• Work order: Give an exact copy of the lines of the records below, starting at the line containing "of the leaf" and running to the end.

-- Opening Marker --

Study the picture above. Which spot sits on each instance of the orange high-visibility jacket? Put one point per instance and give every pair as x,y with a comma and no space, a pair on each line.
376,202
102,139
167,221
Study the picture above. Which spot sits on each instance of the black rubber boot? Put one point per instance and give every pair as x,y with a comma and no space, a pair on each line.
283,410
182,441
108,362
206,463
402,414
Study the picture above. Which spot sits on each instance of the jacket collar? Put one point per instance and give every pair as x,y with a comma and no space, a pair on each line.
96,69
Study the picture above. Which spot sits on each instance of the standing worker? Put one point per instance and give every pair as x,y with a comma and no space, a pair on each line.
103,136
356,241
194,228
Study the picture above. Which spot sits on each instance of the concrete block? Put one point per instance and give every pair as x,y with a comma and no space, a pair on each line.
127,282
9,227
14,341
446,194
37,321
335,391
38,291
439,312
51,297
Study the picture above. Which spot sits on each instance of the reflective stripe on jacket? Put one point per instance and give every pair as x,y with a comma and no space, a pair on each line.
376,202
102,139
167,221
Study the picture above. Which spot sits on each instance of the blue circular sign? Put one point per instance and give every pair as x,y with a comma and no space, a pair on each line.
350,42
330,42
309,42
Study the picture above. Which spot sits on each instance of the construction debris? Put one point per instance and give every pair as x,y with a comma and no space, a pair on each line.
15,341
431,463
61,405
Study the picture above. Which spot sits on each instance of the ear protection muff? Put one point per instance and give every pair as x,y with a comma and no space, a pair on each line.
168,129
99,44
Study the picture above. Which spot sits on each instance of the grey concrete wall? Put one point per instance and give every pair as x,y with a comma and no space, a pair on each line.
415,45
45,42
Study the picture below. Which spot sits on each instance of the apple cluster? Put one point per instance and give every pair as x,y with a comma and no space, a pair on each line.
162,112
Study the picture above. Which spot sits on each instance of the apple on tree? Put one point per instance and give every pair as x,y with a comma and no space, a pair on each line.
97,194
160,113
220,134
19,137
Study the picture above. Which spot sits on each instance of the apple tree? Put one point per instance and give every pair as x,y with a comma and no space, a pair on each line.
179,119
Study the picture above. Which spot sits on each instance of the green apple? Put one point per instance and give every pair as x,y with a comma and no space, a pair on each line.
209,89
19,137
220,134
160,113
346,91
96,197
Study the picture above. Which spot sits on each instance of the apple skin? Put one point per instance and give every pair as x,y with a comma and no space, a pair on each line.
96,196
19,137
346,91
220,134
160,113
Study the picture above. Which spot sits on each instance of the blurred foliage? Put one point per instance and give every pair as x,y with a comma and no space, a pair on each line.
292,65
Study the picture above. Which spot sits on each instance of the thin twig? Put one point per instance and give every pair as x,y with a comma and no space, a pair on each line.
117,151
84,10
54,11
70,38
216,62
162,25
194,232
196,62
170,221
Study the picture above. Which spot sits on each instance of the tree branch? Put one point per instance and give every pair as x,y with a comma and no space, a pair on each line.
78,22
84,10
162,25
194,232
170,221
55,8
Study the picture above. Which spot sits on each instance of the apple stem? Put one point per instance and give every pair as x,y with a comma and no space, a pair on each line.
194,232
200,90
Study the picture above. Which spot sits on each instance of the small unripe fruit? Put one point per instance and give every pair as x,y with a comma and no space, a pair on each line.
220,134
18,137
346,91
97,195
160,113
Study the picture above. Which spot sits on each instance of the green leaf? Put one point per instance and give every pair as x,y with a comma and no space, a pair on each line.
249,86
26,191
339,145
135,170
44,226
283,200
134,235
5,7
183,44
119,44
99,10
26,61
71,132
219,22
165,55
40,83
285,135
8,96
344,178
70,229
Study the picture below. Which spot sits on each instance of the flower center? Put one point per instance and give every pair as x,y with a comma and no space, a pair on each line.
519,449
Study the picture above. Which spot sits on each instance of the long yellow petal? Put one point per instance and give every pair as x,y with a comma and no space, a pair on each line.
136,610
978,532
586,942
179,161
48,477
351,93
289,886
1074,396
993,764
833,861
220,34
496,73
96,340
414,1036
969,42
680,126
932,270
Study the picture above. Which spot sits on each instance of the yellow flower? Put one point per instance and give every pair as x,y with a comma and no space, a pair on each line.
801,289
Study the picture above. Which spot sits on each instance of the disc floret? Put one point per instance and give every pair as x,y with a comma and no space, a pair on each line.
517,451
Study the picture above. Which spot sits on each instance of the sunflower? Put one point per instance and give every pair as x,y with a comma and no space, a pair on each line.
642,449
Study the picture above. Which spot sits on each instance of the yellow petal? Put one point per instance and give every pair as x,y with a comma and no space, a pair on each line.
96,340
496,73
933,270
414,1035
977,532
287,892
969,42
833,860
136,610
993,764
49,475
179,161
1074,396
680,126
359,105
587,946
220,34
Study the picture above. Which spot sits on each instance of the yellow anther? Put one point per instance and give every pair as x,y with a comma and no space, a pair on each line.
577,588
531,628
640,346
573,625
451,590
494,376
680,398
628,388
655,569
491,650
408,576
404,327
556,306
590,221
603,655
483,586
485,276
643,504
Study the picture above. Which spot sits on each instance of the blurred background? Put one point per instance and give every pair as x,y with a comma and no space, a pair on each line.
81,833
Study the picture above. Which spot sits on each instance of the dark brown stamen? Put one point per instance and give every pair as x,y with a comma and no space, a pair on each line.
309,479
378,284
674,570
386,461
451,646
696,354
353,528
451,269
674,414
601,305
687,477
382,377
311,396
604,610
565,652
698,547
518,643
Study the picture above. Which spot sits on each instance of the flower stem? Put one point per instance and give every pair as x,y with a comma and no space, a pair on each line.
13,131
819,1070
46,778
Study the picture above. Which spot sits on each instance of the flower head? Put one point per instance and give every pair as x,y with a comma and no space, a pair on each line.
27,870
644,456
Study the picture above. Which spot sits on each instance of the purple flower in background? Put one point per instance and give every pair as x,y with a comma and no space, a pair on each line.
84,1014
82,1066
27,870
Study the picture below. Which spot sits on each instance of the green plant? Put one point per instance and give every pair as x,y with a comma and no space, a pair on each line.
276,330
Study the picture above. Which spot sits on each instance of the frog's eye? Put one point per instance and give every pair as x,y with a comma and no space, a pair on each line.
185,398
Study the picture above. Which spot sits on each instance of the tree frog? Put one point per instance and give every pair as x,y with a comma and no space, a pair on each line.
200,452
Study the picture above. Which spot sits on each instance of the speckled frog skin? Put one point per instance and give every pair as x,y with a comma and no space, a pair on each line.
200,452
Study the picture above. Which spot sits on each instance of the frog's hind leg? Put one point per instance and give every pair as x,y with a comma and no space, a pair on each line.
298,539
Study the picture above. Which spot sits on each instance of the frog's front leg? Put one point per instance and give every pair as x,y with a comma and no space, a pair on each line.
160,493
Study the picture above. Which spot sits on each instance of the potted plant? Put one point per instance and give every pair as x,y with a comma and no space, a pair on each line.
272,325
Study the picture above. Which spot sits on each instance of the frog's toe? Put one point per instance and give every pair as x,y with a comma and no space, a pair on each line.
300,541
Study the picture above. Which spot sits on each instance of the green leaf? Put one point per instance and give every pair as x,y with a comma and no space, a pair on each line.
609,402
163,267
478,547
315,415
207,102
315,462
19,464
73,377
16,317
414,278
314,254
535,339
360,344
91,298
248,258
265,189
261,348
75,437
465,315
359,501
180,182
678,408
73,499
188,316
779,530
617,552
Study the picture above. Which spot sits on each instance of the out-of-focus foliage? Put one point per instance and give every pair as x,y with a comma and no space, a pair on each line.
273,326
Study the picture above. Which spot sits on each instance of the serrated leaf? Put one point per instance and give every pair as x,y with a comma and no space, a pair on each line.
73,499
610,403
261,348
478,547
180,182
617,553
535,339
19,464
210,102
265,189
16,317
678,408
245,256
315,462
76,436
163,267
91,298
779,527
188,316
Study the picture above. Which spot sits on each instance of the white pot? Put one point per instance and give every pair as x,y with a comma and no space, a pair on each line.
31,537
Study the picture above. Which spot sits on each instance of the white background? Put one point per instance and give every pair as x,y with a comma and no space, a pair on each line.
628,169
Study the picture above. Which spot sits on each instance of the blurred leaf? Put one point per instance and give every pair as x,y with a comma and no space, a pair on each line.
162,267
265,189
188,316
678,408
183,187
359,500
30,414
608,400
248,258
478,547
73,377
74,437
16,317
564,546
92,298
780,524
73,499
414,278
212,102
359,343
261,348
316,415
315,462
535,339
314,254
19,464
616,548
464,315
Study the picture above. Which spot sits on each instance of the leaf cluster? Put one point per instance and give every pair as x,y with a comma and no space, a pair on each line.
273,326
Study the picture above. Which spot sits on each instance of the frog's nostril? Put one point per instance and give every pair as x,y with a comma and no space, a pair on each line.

-- Closing Marker --

• Output of the task:
Study the picture above. Which spot sits on each instance of the leaf cluster? Put one point per instance and give every pair as x,y with a comma and no space, a pair on each line.
273,326
Study the picture above. Which spot sits on each instance of the frog's nostril? Put one point per instance and give every pair as x,y with a comma and no space, a pair on each line.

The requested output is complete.